REQUIRED TASK ->
Copy the full set of lines exactly as given.

PROVIDED INFORMATION ->
◇ ◇ ◇ ◇
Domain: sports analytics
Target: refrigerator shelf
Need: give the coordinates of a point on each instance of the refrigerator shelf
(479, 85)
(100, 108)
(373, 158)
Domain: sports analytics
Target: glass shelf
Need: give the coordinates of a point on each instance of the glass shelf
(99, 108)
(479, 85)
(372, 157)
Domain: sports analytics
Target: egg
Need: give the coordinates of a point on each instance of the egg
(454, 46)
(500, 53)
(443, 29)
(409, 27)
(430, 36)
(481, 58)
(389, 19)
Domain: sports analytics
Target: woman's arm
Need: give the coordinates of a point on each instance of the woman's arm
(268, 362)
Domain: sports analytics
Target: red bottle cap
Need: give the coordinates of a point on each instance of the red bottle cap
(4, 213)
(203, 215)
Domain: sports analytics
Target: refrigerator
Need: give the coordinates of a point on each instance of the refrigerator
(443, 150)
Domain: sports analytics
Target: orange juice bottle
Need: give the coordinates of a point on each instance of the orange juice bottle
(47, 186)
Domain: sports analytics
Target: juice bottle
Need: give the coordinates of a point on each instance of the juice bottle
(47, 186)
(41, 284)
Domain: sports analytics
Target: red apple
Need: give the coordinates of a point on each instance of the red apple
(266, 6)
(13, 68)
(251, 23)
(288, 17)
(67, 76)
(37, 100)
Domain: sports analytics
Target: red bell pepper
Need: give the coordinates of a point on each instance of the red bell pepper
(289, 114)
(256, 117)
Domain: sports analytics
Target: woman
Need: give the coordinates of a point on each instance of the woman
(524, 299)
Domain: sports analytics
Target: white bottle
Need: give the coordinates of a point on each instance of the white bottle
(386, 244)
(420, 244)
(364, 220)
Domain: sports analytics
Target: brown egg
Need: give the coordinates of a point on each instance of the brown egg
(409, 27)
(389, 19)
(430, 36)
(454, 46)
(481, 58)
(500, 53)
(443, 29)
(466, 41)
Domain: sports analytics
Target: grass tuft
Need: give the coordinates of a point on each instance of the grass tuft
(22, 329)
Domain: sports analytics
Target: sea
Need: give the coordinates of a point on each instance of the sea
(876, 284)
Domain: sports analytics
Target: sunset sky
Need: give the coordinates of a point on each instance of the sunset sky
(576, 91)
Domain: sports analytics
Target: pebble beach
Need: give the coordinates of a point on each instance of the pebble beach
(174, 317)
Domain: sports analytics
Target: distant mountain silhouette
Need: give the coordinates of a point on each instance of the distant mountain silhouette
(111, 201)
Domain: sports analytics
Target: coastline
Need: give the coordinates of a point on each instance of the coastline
◇ ◇ ◇ ◇
FINISHED EXERCISE ->
Domain: sports analytics
Target: refrigerator shelf
Need: give the coordinates of a point on each instance of the refrigerator shelf
(479, 85)
(100, 108)
(373, 158)
Domain: sports analytics
Target: glass shelf
Need: give the coordinates of a point on each instance of the glass shelf
(99, 108)
(479, 85)
(372, 157)
Domain: sports analytics
Target: egg
Need: give the coordinates of a point on each instance of the egg
(454, 46)
(500, 53)
(443, 29)
(409, 27)
(430, 36)
(481, 58)
(389, 19)
Domain: sports analytics
Target: woman's arm
Need: give the coordinates of a point on each instance of the woman's arm
(268, 362)
Domain: sports analytics
Target: red bottle cap
Need: give the coordinates of a point on each instance of the red bottle cap
(4, 213)
(203, 215)
Domain: sports analytics
Target: refrigerator
Need: give the coordinates of a point on each instance of the refrigerator
(443, 150)
Domain: sports analytics
Target: orange juice bottle
Need: give the coordinates of a point on each instance of the orange juice bottle
(47, 186)
Domain: sports analytics
Target: juice bottle
Need: give the coordinates of a point on each instance of the juice bottle
(47, 186)
(41, 284)
Domain: sports analytics
Target: red apple
Need: give the coordinates of a point on each instance of the red apple
(266, 6)
(13, 68)
(251, 23)
(288, 17)
(67, 76)
(37, 100)
Domain: sports analytics
Target: red bell pepper
Need: give the coordinates of a point on each instance of the red bell pepper
(289, 114)
(256, 117)
Domain: sports analytics
Target: woman
Need: give the coordinates of a point on each instance of the woman
(524, 299)
Domain: sports analytics
Target: white bottle
Need: give the coordinates of a point on each instance of the white bottle
(386, 244)
(420, 244)
(364, 220)
Domain: sports analytics
Target: brown egg
Need: give the coordinates of a point on each instance of the brown egg
(409, 27)
(389, 19)
(430, 36)
(454, 46)
(481, 58)
(500, 53)
(443, 29)
(466, 41)
Domain: sports analytics
Target: grass tuft
Need: give the coordinates of a point on each instance of the grass tuft
(22, 329)
Domain: sports analytics
Target: sea
Need: give the coordinates of a point on each instance of the sea
(876, 284)
Domain: sports analytics
Target: sunset sky
Need: give the coordinates of a point on each instance of the sunset sky
(576, 91)
Domain: sports analytics
Target: pebble beach
Need: give the coordinates of a point on each instance of the pebble beach
(174, 317)
Domain: sports analytics
Target: distant mountain silhouette
Need: give the coordinates of a point on each instance of the distant mountain silhouette
(111, 201)
Domain: sports analytics
Target: coastline
Need: give the coordinates of a point on each instance of the coastline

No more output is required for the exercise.